What to produce:
Output must match the records, character for character.

[Records from a dataset]
*** Block opens ***
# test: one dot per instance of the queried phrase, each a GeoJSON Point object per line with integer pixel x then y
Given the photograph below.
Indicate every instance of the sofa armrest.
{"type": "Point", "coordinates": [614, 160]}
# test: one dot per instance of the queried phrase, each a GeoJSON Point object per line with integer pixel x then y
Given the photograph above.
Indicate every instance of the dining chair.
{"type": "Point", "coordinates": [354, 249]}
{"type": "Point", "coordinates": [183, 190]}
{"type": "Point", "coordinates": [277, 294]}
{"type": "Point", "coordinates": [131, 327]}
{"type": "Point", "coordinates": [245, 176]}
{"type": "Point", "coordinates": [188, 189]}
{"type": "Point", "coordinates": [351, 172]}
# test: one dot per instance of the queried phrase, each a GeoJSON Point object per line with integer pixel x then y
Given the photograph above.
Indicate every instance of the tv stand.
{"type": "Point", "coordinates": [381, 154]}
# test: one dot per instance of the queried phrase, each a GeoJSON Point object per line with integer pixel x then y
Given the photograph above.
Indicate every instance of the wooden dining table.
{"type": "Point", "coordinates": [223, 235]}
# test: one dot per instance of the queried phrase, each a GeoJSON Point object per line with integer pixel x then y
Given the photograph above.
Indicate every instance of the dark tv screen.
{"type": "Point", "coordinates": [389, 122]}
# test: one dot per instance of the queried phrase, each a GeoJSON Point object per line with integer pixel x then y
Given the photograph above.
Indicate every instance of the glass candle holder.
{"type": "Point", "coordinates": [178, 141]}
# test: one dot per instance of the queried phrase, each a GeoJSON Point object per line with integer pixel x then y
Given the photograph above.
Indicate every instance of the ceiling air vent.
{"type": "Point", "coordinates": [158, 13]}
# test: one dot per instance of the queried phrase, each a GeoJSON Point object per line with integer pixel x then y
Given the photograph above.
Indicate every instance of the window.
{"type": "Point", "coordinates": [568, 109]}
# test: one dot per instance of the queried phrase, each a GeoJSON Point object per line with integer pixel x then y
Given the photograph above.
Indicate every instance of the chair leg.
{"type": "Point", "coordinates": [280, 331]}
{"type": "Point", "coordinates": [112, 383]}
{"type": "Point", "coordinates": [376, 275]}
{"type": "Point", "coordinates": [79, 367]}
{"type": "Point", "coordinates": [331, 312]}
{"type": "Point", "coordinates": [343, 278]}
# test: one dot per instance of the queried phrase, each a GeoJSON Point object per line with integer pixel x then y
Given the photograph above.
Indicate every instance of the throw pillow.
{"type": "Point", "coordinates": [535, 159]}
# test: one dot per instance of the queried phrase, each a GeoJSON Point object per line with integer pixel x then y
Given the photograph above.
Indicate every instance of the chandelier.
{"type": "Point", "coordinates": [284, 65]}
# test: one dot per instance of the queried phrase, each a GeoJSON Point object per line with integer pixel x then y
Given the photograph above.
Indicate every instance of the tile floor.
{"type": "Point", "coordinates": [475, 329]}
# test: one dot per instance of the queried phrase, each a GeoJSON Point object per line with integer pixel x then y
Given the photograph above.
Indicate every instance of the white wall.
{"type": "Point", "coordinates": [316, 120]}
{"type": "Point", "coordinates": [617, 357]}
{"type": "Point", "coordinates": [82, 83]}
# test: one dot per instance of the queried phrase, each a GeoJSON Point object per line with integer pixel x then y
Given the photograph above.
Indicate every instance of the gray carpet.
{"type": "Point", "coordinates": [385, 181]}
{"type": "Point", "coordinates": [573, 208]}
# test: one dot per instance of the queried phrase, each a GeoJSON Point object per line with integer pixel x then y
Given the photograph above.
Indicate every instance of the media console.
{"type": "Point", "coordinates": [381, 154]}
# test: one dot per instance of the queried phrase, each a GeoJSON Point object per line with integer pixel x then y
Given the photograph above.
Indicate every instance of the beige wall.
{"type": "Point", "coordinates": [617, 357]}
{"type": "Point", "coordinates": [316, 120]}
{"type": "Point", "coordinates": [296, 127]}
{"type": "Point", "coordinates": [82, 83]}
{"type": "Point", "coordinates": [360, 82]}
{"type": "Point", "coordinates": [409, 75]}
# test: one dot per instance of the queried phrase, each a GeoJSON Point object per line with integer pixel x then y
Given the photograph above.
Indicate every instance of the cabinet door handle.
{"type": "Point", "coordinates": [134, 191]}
*** Block closes ***
Task response:
# test: one dot per instance of the queried phrase, each a GeoJSON Point object per line with integer pixel x then y
Given the photograph below.
Indicate every instance of the sofa armrest.
{"type": "Point", "coordinates": [614, 160]}
# test: one dot per instance of the queried phrase, each a GeoJSON Point object per line with integer pixel x then y
Given the photograph above.
Indicate every instance of the dining chair.
{"type": "Point", "coordinates": [354, 249]}
{"type": "Point", "coordinates": [183, 190]}
{"type": "Point", "coordinates": [277, 294]}
{"type": "Point", "coordinates": [131, 327]}
{"type": "Point", "coordinates": [245, 176]}
{"type": "Point", "coordinates": [188, 189]}
{"type": "Point", "coordinates": [351, 172]}
# test: one dot per instance of the queried phrase, each a GeoJSON Point object per line with integer pixel x then y
Given the photograph above.
Indicate every instance of the tv stand.
{"type": "Point", "coordinates": [381, 154]}
# test: one dot per instance of the queried phrase, each a GeoJSON Point object per line with integer pixel x then y
Given the photograph above.
Indicate every instance of the wooden dining table.
{"type": "Point", "coordinates": [223, 235]}
# test: one dot per instance of the queried phrase, each a GeoJSON Point object per line with integer pixel x then y
Given the photograph above.
Indicate every instance of the dark tv screen.
{"type": "Point", "coordinates": [389, 122]}
# test: one dot per instance of the queried phrase, each a GeoJSON Point object per line with integer pixel x then y
Given the photograph above.
Indicate every instance of the glass candle holder.
{"type": "Point", "coordinates": [178, 141]}
# test: one dot per instance of the queried phrase, each a GeoJSON Point object per line with integer pixel x then y
Given the photograph above.
Indicate every instance of the ceiling air vent.
{"type": "Point", "coordinates": [158, 13]}
# test: one dot per instance of the queried phrase, each a GeoJSON Point object per line with integer pixel x then y
Given the photograph above.
Indicate every instance of the window.
{"type": "Point", "coordinates": [568, 109]}
# test: one dot per instance of the queried phrase, each a GeoJSON Point object per line with integer pixel x then y
Given the photograph above.
Indicate every instance of the chair leg.
{"type": "Point", "coordinates": [280, 331]}
{"type": "Point", "coordinates": [112, 383]}
{"type": "Point", "coordinates": [376, 275]}
{"type": "Point", "coordinates": [79, 367]}
{"type": "Point", "coordinates": [331, 312]}
{"type": "Point", "coordinates": [343, 278]}
# test: one dot per instance of the queried phrase, each a GeoJSON Point object per line with integer pixel x then y
Given the photograph above.
Indicate every instance of the throw pillow.
{"type": "Point", "coordinates": [535, 159]}
# test: one dot per instance of the queried phrase, each a GeoJSON Point object per line with integer pixel x then y
Given the photograph above.
Indicate every instance of the chandelier.
{"type": "Point", "coordinates": [284, 65]}
# test: one dot per instance of the queried phrase, each a GeoJSON Point object per line with integer pixel x then y
Given the photograph above.
Indicate every instance of the tile floor.
{"type": "Point", "coordinates": [475, 329]}
# test: one dot per instance of the queried phrase, each a GeoJSON Point object per line with integer pixel x then y
Given the photograph above.
Indicate every instance of the white wall.
{"type": "Point", "coordinates": [316, 120]}
{"type": "Point", "coordinates": [617, 357]}
{"type": "Point", "coordinates": [82, 83]}
# test: one dot per instance of the queried phrase, each a GeoJSON Point object per line with integer pixel x then y
Given the photograph above.
Indicate every instance of the gray carpet.
{"type": "Point", "coordinates": [385, 181]}
{"type": "Point", "coordinates": [573, 208]}
# test: one dot per instance of the queried phrase, each a GeoJSON Point object per line with integer pixel x then y
Given the photograph above.
Indicate every instance of the media console.
{"type": "Point", "coordinates": [381, 154]}
# test: one dot per instance of the queried phrase, each a GeoJSON Point object per line with integer pixel x then y
Given the photograph above.
Indicate every instance of the beige wall.
{"type": "Point", "coordinates": [617, 357]}
{"type": "Point", "coordinates": [316, 120]}
{"type": "Point", "coordinates": [296, 127]}
{"type": "Point", "coordinates": [82, 83]}
{"type": "Point", "coordinates": [360, 82]}
{"type": "Point", "coordinates": [409, 75]}
# test: one dot per instance of the queried phrase, each a GeoJSON Point object per line with integer pixel x then y
Given the photograph above.
Indicate every instance of the cabinet door handle.
{"type": "Point", "coordinates": [134, 191]}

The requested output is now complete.